• **PROBLEM**:
Among the entries, find the lines with the string "tent" and copy them.

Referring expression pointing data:
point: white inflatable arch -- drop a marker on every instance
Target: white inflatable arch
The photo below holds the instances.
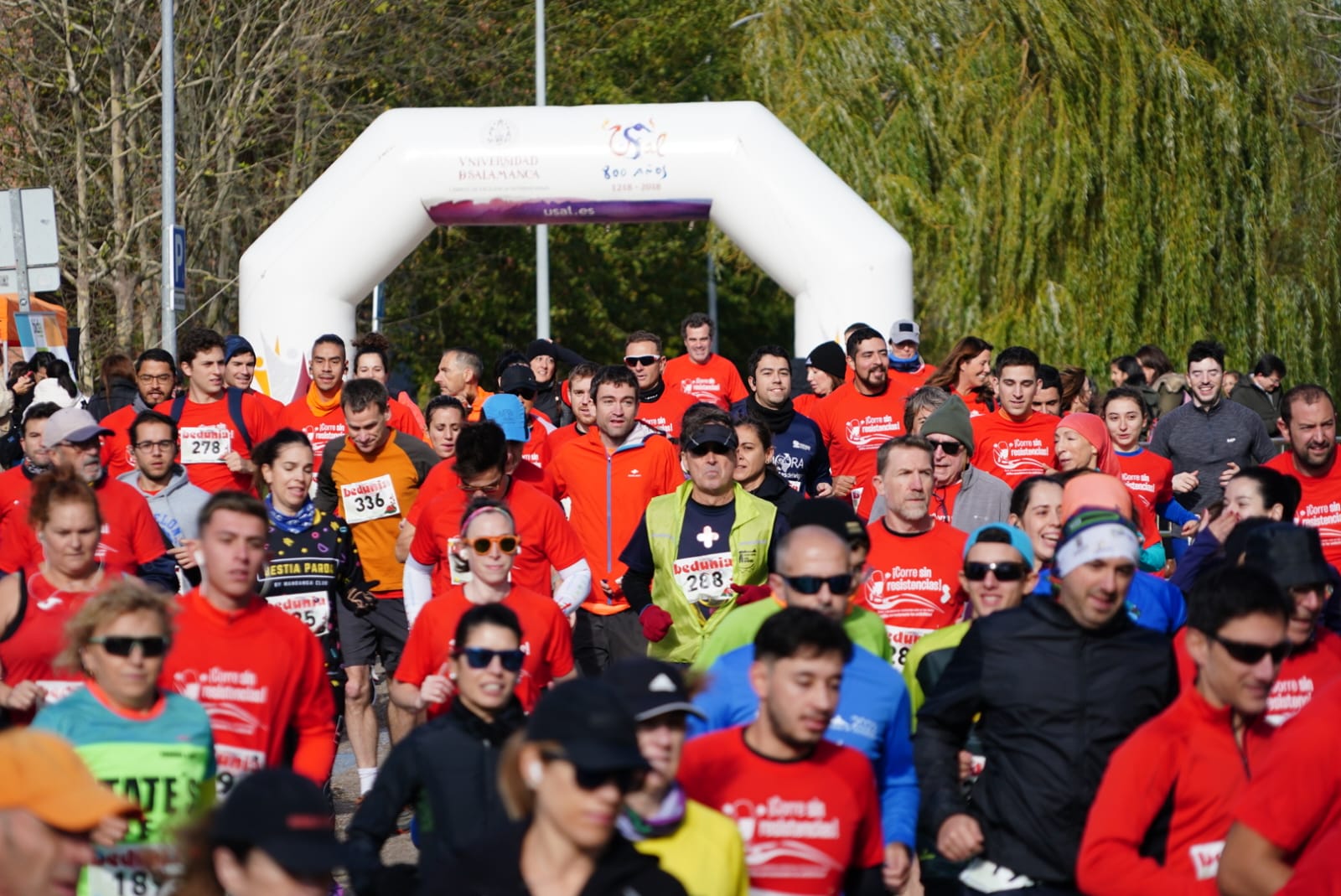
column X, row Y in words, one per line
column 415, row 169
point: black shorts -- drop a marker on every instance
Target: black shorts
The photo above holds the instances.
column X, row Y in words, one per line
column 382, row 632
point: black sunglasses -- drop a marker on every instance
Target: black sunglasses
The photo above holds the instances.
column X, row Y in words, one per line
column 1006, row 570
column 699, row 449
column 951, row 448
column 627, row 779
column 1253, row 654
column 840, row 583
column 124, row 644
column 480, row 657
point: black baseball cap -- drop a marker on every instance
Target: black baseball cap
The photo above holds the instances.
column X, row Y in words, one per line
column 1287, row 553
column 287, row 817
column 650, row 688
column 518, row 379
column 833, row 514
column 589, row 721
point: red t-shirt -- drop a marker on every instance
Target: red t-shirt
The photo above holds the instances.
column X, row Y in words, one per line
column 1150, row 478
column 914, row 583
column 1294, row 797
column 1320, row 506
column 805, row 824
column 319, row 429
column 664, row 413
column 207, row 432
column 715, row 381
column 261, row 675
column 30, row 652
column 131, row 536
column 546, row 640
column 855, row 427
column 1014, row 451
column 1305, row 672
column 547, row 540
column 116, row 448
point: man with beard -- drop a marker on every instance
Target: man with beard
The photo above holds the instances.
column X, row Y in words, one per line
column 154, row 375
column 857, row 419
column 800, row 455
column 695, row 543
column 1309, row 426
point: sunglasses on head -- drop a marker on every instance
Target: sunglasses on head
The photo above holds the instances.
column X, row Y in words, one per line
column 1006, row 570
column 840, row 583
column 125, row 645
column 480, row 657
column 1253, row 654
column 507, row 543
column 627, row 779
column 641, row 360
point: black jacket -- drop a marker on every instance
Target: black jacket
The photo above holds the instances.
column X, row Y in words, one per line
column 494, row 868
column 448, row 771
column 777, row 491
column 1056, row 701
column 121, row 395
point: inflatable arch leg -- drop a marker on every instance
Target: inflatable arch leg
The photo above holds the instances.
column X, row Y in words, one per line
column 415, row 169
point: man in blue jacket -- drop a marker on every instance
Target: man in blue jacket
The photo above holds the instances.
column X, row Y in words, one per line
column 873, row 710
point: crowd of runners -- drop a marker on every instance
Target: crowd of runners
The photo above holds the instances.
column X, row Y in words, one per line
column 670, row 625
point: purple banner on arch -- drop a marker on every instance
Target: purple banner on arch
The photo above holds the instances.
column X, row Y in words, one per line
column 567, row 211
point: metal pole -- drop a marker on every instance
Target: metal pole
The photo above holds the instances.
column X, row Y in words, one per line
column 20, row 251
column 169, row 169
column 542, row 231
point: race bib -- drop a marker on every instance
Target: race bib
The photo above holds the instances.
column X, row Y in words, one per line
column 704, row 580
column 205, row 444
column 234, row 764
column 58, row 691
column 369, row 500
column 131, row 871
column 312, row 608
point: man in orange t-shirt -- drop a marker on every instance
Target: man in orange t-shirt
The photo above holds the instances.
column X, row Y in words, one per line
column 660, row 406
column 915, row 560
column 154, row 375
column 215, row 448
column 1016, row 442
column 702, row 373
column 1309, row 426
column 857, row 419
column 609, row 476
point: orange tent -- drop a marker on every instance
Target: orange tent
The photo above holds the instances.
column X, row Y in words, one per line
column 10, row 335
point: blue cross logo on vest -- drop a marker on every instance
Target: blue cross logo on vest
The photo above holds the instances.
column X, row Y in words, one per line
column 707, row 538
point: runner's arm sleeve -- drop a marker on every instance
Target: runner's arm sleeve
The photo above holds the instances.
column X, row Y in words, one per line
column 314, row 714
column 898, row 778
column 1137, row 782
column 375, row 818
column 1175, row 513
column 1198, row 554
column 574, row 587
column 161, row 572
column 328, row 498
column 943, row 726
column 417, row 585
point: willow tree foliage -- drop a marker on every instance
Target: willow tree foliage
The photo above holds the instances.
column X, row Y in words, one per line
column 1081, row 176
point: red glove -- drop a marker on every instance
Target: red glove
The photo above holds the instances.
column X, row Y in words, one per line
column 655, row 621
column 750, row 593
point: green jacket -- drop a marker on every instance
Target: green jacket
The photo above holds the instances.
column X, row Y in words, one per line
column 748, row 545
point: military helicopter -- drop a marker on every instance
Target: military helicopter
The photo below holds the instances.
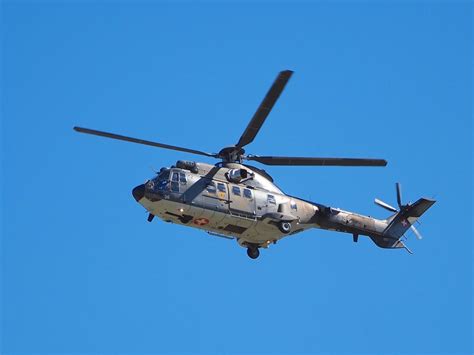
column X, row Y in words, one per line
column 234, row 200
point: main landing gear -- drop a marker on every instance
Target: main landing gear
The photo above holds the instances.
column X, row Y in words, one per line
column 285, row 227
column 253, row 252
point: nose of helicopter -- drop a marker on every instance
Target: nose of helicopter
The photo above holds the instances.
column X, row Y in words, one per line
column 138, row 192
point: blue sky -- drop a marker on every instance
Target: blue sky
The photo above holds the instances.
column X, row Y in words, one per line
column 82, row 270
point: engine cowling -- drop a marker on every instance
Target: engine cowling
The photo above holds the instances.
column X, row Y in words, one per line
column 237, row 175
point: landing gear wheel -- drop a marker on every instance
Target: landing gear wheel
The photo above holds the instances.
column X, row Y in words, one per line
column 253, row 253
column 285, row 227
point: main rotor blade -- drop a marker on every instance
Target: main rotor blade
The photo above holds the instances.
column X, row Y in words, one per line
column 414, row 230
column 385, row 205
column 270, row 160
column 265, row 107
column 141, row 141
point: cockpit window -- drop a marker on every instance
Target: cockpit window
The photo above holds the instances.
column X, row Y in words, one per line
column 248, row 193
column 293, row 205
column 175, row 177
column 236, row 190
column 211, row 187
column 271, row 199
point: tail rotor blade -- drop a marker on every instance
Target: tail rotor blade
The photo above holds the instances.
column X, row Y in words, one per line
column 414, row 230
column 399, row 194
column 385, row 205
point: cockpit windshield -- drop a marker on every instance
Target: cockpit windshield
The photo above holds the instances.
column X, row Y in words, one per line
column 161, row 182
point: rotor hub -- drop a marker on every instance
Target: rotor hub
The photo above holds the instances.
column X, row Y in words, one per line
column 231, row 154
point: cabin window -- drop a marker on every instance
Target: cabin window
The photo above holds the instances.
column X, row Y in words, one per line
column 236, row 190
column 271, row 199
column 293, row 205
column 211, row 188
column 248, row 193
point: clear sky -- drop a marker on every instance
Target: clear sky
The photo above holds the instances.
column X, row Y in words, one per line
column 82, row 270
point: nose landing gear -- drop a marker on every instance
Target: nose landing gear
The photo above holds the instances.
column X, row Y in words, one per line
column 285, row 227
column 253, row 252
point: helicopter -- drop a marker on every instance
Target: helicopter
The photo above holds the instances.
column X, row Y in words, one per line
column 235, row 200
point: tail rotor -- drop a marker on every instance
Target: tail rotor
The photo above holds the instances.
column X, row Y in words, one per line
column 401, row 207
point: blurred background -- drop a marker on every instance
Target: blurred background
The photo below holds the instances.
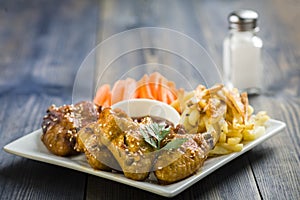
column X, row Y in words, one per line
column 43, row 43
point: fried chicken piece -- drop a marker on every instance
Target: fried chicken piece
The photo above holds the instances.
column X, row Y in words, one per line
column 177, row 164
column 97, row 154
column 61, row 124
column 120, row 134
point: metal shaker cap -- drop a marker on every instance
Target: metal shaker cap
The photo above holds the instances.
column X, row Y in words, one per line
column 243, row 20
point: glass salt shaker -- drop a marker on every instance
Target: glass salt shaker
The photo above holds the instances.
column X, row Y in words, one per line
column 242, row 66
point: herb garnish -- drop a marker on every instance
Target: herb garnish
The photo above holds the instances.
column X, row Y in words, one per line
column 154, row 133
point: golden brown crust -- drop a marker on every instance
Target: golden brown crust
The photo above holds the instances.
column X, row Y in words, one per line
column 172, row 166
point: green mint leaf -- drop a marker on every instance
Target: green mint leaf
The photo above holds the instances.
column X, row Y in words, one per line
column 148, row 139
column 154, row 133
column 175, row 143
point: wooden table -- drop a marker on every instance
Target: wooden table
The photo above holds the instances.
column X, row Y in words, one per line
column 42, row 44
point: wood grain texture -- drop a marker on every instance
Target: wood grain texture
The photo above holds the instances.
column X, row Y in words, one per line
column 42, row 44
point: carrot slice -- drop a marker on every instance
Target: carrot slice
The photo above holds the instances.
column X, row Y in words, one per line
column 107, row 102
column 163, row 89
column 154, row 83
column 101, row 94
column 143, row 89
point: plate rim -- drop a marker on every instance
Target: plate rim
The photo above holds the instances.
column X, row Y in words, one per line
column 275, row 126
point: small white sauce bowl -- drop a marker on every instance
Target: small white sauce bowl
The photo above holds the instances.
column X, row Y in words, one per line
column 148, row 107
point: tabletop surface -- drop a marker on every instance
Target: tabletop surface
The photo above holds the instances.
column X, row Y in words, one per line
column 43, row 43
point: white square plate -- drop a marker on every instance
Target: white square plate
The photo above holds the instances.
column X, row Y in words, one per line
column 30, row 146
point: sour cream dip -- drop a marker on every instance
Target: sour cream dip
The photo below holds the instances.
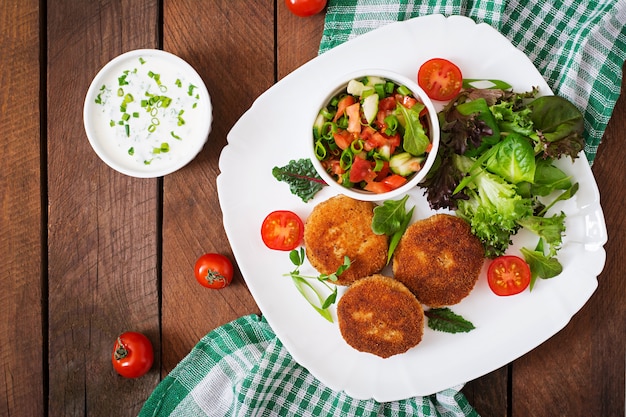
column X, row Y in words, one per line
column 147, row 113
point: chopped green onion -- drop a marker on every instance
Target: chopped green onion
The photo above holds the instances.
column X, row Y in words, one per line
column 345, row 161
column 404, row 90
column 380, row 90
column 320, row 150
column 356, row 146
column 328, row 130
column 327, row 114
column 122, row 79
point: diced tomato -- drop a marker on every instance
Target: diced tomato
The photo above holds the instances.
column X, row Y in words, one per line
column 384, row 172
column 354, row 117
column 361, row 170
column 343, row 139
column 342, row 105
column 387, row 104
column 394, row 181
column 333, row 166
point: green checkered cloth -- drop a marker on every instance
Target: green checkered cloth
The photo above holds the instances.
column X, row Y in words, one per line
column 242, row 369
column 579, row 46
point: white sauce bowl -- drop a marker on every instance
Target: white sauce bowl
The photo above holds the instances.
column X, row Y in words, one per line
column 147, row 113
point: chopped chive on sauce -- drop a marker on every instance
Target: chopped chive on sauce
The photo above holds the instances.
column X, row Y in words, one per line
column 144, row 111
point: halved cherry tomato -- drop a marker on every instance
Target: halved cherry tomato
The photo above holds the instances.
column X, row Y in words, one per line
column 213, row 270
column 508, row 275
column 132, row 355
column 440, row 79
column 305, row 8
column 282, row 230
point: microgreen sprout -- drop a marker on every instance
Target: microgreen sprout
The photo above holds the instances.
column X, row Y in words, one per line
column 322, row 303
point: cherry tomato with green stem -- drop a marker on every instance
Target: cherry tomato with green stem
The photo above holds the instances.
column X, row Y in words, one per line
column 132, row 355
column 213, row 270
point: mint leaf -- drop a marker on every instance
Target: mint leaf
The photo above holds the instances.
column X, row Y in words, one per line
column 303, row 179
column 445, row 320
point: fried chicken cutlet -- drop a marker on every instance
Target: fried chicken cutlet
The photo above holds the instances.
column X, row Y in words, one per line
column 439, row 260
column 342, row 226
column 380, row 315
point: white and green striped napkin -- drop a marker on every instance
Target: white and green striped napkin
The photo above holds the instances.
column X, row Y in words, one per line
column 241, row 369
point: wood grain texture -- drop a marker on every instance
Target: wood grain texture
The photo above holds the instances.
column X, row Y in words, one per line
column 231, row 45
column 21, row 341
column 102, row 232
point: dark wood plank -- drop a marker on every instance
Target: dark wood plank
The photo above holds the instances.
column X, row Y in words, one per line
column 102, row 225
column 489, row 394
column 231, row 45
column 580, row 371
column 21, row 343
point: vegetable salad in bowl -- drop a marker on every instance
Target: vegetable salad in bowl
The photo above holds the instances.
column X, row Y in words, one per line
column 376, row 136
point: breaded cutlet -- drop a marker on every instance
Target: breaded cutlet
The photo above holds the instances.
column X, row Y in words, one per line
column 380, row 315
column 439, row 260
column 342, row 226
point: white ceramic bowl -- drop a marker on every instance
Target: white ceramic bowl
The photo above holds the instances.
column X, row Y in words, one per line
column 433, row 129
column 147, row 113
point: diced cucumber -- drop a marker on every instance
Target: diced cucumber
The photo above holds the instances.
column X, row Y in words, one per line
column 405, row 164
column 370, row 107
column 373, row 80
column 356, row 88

• **RESULT BELOW**:
point: orange tent -- drop a marker on every instance
Target: orange tent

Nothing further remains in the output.